'''

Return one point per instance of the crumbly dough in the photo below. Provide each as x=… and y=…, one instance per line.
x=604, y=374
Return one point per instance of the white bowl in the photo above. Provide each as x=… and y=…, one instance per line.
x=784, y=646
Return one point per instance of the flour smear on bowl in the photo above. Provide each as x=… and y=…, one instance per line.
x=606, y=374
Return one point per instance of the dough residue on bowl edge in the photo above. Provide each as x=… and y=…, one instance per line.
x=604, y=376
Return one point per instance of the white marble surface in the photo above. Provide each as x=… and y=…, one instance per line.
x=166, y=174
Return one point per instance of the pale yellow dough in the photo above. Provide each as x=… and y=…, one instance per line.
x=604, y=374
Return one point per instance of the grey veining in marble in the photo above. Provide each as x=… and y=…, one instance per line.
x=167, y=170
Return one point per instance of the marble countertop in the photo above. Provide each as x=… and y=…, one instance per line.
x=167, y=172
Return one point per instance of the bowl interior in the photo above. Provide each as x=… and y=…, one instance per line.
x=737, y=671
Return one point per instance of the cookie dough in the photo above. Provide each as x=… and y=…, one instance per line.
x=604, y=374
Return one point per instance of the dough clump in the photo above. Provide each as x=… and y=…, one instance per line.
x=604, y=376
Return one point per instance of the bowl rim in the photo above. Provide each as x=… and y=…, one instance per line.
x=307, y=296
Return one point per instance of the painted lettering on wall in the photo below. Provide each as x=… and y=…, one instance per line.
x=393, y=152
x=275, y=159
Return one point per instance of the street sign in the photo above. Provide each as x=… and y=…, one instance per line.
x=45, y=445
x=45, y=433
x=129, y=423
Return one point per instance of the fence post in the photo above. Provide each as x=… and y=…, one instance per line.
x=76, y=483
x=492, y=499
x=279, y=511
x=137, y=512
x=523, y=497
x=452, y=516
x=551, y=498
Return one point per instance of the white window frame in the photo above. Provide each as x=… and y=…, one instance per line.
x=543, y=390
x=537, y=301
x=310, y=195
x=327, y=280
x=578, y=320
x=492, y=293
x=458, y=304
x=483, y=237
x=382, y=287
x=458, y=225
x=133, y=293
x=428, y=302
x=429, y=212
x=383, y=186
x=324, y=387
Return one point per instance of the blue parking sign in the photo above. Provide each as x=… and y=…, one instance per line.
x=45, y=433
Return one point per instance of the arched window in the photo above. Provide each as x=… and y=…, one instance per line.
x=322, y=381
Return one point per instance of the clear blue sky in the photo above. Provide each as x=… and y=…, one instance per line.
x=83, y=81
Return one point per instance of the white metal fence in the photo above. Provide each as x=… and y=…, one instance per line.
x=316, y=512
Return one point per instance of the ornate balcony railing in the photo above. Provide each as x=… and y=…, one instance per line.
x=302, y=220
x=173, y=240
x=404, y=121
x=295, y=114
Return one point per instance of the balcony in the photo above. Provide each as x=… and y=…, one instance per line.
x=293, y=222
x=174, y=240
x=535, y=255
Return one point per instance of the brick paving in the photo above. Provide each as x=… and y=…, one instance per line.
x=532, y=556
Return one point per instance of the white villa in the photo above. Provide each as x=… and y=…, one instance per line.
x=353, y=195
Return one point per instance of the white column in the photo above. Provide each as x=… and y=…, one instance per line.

'''

▸ WORK TO DO: Output each entry precisely as given.

▸ FULL RESPONSE:
Return one point per instance of the crumbly dough in the photo below. Provide each as x=… and y=…, one instance per line.
x=604, y=374
Return one point per instance of the white bowl in the photo above. Provide each as x=… and y=…, one instance per line.
x=784, y=646
Return one point per instance of the flour smear on bowl in the photo above. Provide each as x=… and y=…, one instance per line.
x=606, y=374
Return one point per instance of the dough residue on bowl edge in the photo above. Provide each as x=… and y=…, one instance per line.
x=604, y=376
Return one point per instance of the white marble surface in the photo above. Provide each as x=… and y=…, one instance per line.
x=166, y=174
Return one point per instance of the pale yellow dough in the photo above. Provide each as x=… and y=…, one instance per line.
x=604, y=374
Return one point per instance of the grey veining in marble in the photo above. Provide each as x=… and y=…, one instance per line.
x=167, y=170
Return one point per instance of the marble countertop in the photo above. Provide each as x=… and y=…, one instance per line.
x=167, y=172
Return one point per instance of the bowl interior in the photo above. Provide each as x=… and y=…, one instance per line.
x=737, y=671
Return one point per instance of the cookie dough in the photo above. Provide each as x=… and y=…, one instance per line.
x=604, y=374
Return one point per instance of the dough clump in the photo above. Provide each as x=… and y=…, one instance per line.
x=604, y=376
Return one point per instance of the bowl rim in the photo above. Provide each as x=… and y=…, one instance per line.
x=307, y=296
Return one point per instance of the painted lettering on wall in the photo below. Provide each as x=… and y=…, one instance per line.
x=393, y=152
x=275, y=159
Return one point per instance of the street sign in the photo above. Provide each as x=… and y=…, one instance per line.
x=45, y=445
x=45, y=433
x=129, y=423
Return one point per instance of the fence post in the photo above. Provide each as x=… and y=…, one instance per line.
x=76, y=483
x=492, y=499
x=279, y=511
x=137, y=512
x=523, y=497
x=452, y=516
x=551, y=498
Return one point per instance of the white window frame in the photo above. Provide each as x=… and y=…, one instance per line.
x=543, y=390
x=537, y=301
x=310, y=195
x=327, y=280
x=578, y=320
x=492, y=293
x=458, y=304
x=483, y=237
x=382, y=287
x=458, y=225
x=133, y=293
x=428, y=302
x=429, y=212
x=383, y=186
x=324, y=387
Return one point per instance of the blue parking sign in the photo above. Provide each as x=… and y=…, one instance per line.
x=45, y=433
Return one point per instance of the arched window in the photo above. Provide each as x=… and y=…, one instance per line.
x=322, y=381
Return one point per instance of the clear blue sky in the photo above. Provide each as x=… and y=…, one instance per line.
x=83, y=81
Return one point per instance of the white metal fence in the photo above. Provide each as x=… and y=…, one instance per line.
x=316, y=512
Return one point per instance of the ornate balcony railing in the photo above. Provide each as x=… and y=…, one instance per line.
x=302, y=220
x=173, y=240
x=404, y=121
x=295, y=114
Return one point per instance of the balcony in the photo above. Provide each as x=… and y=…, one instance per line.
x=293, y=222
x=174, y=240
x=535, y=255
Return one point per instance of the brick paving in the photo above. Provide each as x=… and y=…, one instance per line.
x=532, y=556
Return one point per instance of the white villa in the photo above. Provide each as x=… and y=…, one instance per line.
x=353, y=195
Return one point per instance of the white column in the photo above. Provide each as x=… and y=…, one instance per line.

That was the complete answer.